* Job
Please format every line of the items below as a numbered list, leaving out any blank lines.

* Extracted material
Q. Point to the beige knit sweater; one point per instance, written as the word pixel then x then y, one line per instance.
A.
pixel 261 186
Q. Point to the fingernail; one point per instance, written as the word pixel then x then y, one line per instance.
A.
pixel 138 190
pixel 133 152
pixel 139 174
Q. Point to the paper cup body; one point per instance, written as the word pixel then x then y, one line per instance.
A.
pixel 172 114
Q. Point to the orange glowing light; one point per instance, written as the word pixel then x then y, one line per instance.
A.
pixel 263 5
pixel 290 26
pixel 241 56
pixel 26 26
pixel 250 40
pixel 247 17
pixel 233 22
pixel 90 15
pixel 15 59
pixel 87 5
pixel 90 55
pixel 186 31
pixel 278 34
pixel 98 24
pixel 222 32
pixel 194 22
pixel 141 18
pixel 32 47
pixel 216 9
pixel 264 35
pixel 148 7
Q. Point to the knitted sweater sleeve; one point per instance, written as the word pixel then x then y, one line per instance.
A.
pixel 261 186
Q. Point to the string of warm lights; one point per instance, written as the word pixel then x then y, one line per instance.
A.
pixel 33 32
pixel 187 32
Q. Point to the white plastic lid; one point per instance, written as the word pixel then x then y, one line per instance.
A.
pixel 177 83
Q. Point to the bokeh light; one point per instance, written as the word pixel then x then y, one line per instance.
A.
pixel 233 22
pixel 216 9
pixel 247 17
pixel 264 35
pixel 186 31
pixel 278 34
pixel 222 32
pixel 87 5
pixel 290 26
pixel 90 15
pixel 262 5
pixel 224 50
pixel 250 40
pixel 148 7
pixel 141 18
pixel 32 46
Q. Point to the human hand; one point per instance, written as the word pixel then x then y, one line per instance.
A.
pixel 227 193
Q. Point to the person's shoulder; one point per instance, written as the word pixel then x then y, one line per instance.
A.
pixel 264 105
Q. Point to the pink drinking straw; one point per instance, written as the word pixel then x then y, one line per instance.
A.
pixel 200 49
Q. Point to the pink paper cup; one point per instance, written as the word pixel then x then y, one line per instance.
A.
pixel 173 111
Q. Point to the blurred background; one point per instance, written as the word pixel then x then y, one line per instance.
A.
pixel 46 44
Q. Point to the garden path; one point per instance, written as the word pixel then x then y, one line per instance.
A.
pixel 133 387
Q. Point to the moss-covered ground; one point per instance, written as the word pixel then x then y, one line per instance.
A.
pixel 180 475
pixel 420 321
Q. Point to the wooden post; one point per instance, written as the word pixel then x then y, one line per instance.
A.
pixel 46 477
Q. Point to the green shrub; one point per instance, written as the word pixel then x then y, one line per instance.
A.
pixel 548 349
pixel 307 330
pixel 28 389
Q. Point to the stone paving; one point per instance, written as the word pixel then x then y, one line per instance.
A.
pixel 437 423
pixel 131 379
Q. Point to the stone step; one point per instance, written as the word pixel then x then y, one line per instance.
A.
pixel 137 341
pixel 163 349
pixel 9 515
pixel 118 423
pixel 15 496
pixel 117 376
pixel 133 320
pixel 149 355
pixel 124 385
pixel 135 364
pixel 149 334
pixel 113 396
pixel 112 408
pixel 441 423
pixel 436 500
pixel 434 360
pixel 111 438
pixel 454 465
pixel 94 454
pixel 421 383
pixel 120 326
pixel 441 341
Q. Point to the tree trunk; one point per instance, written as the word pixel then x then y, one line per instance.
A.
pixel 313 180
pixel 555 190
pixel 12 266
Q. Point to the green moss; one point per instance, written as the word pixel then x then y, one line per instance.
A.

* Complete output
1. Q. Point to the beige knit sweater; one point per instance, written as the word pixel then x then y, one line per instance.
2. A.
3. pixel 261 186
4. Q. Point to the fingernail; one point per instance, written as the word pixel then x then y, one line per instance.
5. A.
6. pixel 138 190
7. pixel 133 152
8. pixel 139 174
9. Q. Point to the paper cup body; one point per instance, written as the word pixel then x then y, one line per instance.
10. A.
11. pixel 172 114
12. Q. Point to the orange glowing light; one point per instance, written as the word pixel then x then y, one line per instance.
13. A.
14. pixel 263 5
15. pixel 290 26
16. pixel 241 56
17. pixel 26 26
18. pixel 250 40
19. pixel 247 17
20. pixel 233 22
21. pixel 90 15
22. pixel 15 59
23. pixel 87 5
24. pixel 90 55
25. pixel 186 31
26. pixel 278 34
27. pixel 98 24
28. pixel 222 32
29. pixel 194 22
30. pixel 141 18
31. pixel 32 47
32. pixel 216 9
33. pixel 264 35
34. pixel 148 7
35. Q. Point to the knitted sweater sleeve; one point per instance, written as the word pixel then x then y, one line per instance.
36. A.
37. pixel 261 186
38. Q. Point to the string of warm lights; one point per instance, written as the word pixel then x then y, one line per instance.
39. A.
40. pixel 33 32
41. pixel 187 32
42. Q. Point to the white plastic lid; one point per instance, written as the word pixel then x then y, one line per instance.
43. A.
44. pixel 177 83
45. Q. Point to the bokeh light; one point per instance, written as the word pixel then x then y, one line per instance.
46. A.
47. pixel 233 22
48. pixel 216 9
49. pixel 247 17
50. pixel 264 35
51. pixel 186 31
52. pixel 278 34
53. pixel 222 32
54. pixel 87 5
55. pixel 290 26
56. pixel 90 15
57. pixel 262 5
58. pixel 224 50
59. pixel 250 40
60. pixel 148 7
61. pixel 141 18
62. pixel 32 46
63. Q. Point to the human hand; one point per instance, written as the word pixel then x then y, one line per instance.
64. A.
65. pixel 227 193
66. Q. Point to the person's shoulder; one point per instance, written as the word pixel then x then y, one line per instance.
67. A.
68. pixel 264 105
69. Q. Point to the pink drinking straw; one point per instance, written as the word pixel then x then y, one line per instance.
70. A.
71. pixel 200 49
72. Q. Point to the pink paper cup; one point per instance, written as the word pixel then x then y, one line per instance.
73. A.
74. pixel 173 111
75. Q. Point to the blurred background; one point per instance, written as the word pixel then x then y, one line per instance.
76. A.
77. pixel 46 44
78. Q. Point to the garden path; one point per instance, written as the word pixel then x then y, one line per instance.
79. A.
80. pixel 133 387
81. Q. Point to the moss-covered ground; one point per instance, written as the word pixel then x then y, one line per instance.
82. A.
83. pixel 180 475
84. pixel 420 321
85. Q. Point to the wooden post; one point per instance, written as the word pixel then x then y, one line per instance.
86. A.
87. pixel 46 477
88. Q. Point to the green shrub; one point per instance, written as the word pixel then x then y, one line per instance.
89. A.
90. pixel 548 349
91. pixel 307 330
92. pixel 28 389
93. Q. Point to the stone paving; one point per instance, written as the word pixel then x then y, one line per instance.
94. A.
95. pixel 437 423
96. pixel 131 379
97. Q. Point to the stone step; one point per instance, written as the word pixel then x then y, one line per instance.
98. A.
99. pixel 137 341
100. pixel 163 349
101. pixel 9 515
102. pixel 118 423
103. pixel 15 496
104. pixel 117 376
105. pixel 133 320
106. pixel 149 355
107. pixel 124 385
108. pixel 135 364
109. pixel 149 334
110. pixel 113 396
111. pixel 112 408
112. pixel 441 423
113. pixel 436 500
114. pixel 434 360
115. pixel 111 438
116. pixel 454 465
117. pixel 94 454
118. pixel 421 383
119. pixel 120 326
120. pixel 441 341
121. Q. Point to the tree trunk; one point per instance, written as the word pixel then x then y, one line per instance.
122. A.
123. pixel 313 180
124. pixel 555 190
125. pixel 12 266
126. Q. Point to the green moss; one point per instance, written as the word pixel then x then y, one line per instance.
127. A.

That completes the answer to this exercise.